● **What the task requires**
All lines from the one with "In the photo above, where can the strappy" to the end need to be copied exactly, with nothing before them.

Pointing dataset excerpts
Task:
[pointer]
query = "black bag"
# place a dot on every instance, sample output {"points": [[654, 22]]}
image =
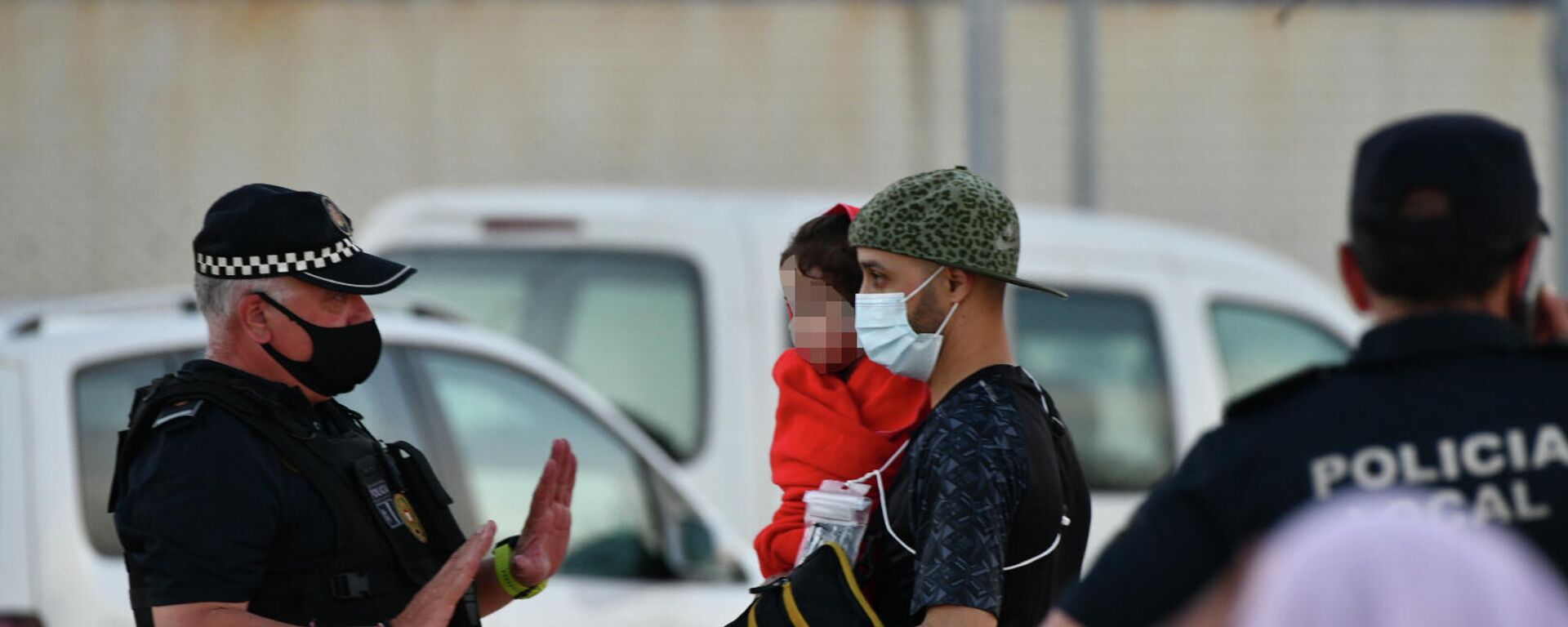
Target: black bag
{"points": [[821, 591]]}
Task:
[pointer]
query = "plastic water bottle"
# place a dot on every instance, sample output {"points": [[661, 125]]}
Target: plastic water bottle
{"points": [[836, 511]]}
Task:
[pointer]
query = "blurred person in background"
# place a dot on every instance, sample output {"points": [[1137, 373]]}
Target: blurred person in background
{"points": [[245, 496], [988, 516], [1374, 562], [1446, 392], [840, 416]]}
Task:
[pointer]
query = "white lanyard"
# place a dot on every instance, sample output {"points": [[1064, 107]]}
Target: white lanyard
{"points": [[882, 491]]}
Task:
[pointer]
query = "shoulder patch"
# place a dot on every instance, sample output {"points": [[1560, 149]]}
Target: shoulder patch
{"points": [[1280, 391], [176, 412]]}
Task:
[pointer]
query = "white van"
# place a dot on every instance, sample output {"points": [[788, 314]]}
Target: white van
{"points": [[668, 301], [647, 546]]}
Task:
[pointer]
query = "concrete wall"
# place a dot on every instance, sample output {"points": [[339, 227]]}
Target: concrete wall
{"points": [[121, 121]]}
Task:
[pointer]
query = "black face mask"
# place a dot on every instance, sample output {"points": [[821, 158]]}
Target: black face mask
{"points": [[341, 356]]}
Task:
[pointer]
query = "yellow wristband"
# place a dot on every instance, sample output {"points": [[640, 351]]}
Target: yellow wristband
{"points": [[510, 584]]}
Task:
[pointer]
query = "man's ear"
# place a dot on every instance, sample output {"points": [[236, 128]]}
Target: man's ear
{"points": [[1523, 270], [1353, 279], [252, 317], [960, 284]]}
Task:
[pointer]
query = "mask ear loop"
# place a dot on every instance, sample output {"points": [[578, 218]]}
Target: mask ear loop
{"points": [[924, 282]]}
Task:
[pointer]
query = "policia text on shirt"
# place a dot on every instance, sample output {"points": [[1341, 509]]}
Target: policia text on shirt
{"points": [[1482, 455]]}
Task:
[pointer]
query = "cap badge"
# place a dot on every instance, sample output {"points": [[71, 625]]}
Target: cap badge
{"points": [[336, 216]]}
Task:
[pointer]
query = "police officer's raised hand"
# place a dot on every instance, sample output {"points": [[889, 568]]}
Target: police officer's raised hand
{"points": [[434, 604], [541, 548]]}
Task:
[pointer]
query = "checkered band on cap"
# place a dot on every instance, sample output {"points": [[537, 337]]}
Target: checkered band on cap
{"points": [[276, 264]]}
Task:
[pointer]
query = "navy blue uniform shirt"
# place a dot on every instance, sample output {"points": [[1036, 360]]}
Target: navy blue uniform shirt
{"points": [[211, 509], [983, 485], [1454, 405]]}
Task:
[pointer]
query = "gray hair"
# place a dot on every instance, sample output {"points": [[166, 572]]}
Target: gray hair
{"points": [[216, 300]]}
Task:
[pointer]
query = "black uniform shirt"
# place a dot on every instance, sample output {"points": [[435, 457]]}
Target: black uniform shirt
{"points": [[211, 509], [983, 485], [1454, 405]]}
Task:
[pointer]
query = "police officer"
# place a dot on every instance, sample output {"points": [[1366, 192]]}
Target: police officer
{"points": [[1446, 394], [247, 496]]}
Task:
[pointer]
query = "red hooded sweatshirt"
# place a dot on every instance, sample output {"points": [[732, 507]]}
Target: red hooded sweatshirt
{"points": [[830, 429]]}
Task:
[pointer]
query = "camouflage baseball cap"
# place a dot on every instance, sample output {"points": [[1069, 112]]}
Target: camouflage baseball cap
{"points": [[951, 216]]}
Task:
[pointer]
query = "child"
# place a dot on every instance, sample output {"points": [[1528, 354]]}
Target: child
{"points": [[840, 416]]}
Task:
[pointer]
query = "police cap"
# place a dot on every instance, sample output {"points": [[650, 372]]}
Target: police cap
{"points": [[261, 231], [1446, 179]]}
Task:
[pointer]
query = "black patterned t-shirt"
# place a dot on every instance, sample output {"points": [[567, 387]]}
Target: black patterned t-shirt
{"points": [[983, 485]]}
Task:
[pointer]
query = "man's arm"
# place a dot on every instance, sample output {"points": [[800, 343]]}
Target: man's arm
{"points": [[541, 548], [431, 607]]}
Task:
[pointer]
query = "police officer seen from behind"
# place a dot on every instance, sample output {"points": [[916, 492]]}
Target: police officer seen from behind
{"points": [[1446, 394], [988, 514], [247, 496]]}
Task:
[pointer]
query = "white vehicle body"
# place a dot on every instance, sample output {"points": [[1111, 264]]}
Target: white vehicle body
{"points": [[1183, 278], [59, 574]]}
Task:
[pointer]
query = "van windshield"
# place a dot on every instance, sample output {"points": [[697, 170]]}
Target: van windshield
{"points": [[629, 323]]}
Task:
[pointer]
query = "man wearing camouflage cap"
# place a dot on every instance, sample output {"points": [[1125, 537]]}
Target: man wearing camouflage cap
{"points": [[988, 516]]}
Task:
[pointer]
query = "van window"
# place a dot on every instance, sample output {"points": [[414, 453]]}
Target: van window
{"points": [[629, 323], [1098, 354], [1259, 345], [104, 394], [502, 422]]}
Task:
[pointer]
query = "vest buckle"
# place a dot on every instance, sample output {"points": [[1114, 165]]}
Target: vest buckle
{"points": [[350, 585]]}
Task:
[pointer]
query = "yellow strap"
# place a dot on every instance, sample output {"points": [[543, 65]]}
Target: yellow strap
{"points": [[791, 608], [510, 584], [855, 585]]}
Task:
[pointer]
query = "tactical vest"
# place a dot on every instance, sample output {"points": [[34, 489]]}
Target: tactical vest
{"points": [[385, 552]]}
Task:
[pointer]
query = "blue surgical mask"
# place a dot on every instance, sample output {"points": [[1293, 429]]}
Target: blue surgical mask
{"points": [[883, 327]]}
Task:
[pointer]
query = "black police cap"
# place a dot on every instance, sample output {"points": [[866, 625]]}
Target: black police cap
{"points": [[261, 231], [1446, 177]]}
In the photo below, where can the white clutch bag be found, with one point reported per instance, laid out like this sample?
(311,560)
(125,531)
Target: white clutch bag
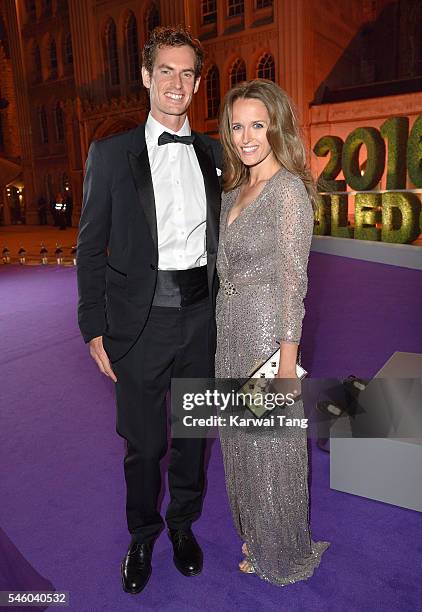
(269,368)
(253,388)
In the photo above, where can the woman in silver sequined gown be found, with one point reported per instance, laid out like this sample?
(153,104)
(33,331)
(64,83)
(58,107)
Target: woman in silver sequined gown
(262,266)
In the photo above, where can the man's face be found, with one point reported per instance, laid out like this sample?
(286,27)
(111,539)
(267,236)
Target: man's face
(172,82)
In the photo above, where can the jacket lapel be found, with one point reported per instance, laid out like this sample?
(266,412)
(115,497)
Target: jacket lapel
(141,173)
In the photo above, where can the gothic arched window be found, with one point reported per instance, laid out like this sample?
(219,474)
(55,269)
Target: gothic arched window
(237,72)
(236,7)
(212,81)
(59,116)
(42,115)
(46,8)
(31,10)
(152,18)
(112,58)
(132,48)
(208,11)
(67,50)
(52,53)
(36,60)
(266,67)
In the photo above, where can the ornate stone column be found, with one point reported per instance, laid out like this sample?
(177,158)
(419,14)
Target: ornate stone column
(88,73)
(16,53)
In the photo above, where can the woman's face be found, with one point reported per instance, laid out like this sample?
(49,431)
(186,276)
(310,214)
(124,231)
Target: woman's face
(250,123)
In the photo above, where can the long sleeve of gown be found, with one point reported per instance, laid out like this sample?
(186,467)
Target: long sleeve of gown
(294,226)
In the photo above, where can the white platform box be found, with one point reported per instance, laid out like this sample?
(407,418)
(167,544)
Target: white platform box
(384,469)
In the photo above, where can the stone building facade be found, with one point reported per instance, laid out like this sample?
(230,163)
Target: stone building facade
(69,73)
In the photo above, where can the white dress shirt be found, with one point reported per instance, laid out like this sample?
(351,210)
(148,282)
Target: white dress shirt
(180,199)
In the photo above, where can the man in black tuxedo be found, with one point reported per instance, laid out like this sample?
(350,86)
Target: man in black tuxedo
(147,285)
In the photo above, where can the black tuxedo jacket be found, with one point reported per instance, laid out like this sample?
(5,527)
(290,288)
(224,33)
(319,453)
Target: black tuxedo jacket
(117,245)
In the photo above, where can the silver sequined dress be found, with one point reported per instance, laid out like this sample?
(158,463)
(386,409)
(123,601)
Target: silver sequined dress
(262,266)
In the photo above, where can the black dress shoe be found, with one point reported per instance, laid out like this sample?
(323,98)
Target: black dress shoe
(136,568)
(187,556)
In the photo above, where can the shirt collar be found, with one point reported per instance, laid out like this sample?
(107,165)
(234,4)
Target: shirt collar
(154,129)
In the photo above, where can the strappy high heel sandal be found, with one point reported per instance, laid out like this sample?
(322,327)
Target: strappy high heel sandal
(246,566)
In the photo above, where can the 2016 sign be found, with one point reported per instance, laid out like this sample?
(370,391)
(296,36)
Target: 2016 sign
(391,216)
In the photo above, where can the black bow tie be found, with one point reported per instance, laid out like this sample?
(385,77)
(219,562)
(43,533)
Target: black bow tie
(167,138)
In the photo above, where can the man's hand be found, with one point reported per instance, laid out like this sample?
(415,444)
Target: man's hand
(100,357)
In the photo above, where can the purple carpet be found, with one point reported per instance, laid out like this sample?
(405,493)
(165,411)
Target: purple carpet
(62,489)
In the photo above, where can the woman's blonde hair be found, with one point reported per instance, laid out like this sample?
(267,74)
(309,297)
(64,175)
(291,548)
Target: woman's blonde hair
(283,134)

● **The reply**
In the photo above, where can the strappy high heel sandal be found, with one point reported per instance, laid out like this sample?
(322,327)
Target: strappy high heel sandal
(246,566)
In the photo above, where can the 2016 sign be found, with one point reported per instance, laid out like this sample?
(370,391)
(296,36)
Target: 2016 sign
(391,216)
In the photo above, where can the black bow tie be found, with one point reported per instance, laid out like this sample?
(385,77)
(219,562)
(43,533)
Target: black bow tie
(167,138)
In the photo above, where can the man's hand be found, with one point reported per instance, laid out like this sample?
(415,444)
Target: man's hand
(100,357)
In the photo above, where can the purple carpet be found, with one point reported per instance, laid out like this sample?
(405,493)
(165,411)
Target: purple carpet
(62,489)
In the photo above, where can the woman's blonde hair be found, with one point reported per instance, laid out like this sample?
(267,74)
(309,297)
(64,175)
(291,548)
Target: woman's blonde hair
(283,134)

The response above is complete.